| Text |
1.1 Observations on Pre-OO Programming Languages

The Roots of OOP

OO programming and design have their roots in simulation.
Simula (1967) programming language introduced objects & classes to describe the physical world being simulated.

OO programming and design have their roots in simulation. In the late 1960’s, the population of programmers was dominated by people who had switched fields, typically from the mathematics or physical sciences, rather than people who had originally trained in computer science. Indeed, academic programs in computer science were far less common than they are today, and tended to treat CS as more of a tool to be applied to application areas rather than as a field of study in its own right. Commonly, a CS degree program would offer two tracks - business programming and scientific programming.

One of the more active and exciting application areas at the time was simulation. Programmers in this area began to recognize common patterns arising over and over in their code. A number of code libraries were designed and distributed that attempted to capture and simplify these common simulation tasks. Eventually, special-purpose simulation programming languages were developed.

There was ample precedence for this kind of specialization. The dominant languages of the time were generally perceived as tailored to specific applications: FORTRAN and APL for science applications, COBOL for business, LISP for A.I., SNOBOL for text/string processing, etc. Any of these languages could have been used for other kinds of applications, but it was certainly easier to work with a language that matched well with the application area.

Simula (1967) is now the best known of those special purpose simulation languages. In what seemed “natural” to someone writing simulations, Simula allowed a programmer to organize a simulation program in terms of a world of objects that interacted with one another via programmed behaviors. What could seem more natural to someone writing a simulation of some part of the real world?

1.2 Tension in Pre-OO Programming Languages

The history of programming languages and of design can be viewed as a continual contest against increasing complexity of software systems:


Problem: too many …	Response	Useful?
… statements	nesting ( { … } )	OK
	gather statements into functions	OK
… functions	nesting	inadequate
	gather functions into subsystems / “modules”	Too loosely defined
	gather functions into encapsulated ADTs	Good
… ADTs	Gather into namespaces/packages	Not much help
	Organize loosely into inheritance hierarchies	The OO approach

Meanwhile, back in the “main stream” of programming language development, one of the main historic trends has always been trying to keep programs well organized even as programs get larger and larger. The earliest and simplest way to cope with size was to allow individual statements to be grouped together into functions/procedures/subroutines (all effectively meaning the same thing). In fact this idea pre-dates high-level programming languages, being implicit in the machine code instruction sets of almost all CPUs ever built. It may even pre-date any actual programming. Some attribute this idea to Ada Lovelace’s programs for Babbage’s never-constructed analytical engine.

| Given data |
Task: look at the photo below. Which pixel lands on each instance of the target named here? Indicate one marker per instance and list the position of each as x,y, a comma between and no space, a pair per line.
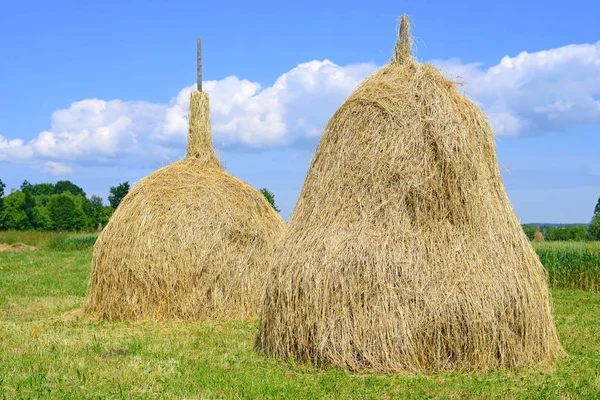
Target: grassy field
48,351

| Exercise prompt |
Say whether each statement below agrees with the text on the roots of OOP. Answer yes or no for each, and quote the deciding words of the text.
(a) In the late 1960s, most programmers had originally trained in computer science.
(b) COBOL was seen as suited to business applications.
(c) Grouping statements into functions is older than high-level programming languages.

| Answer to the exercise |
(a) No: "the population of programmers was dominated by people who had switched fields, typically from the mathematics or physical sciences, rather than people who had originally trained in computer science."
(b) Yes: "COBOL for business"
(c) Yes: "In fact this idea pre-dates high-level programming languages"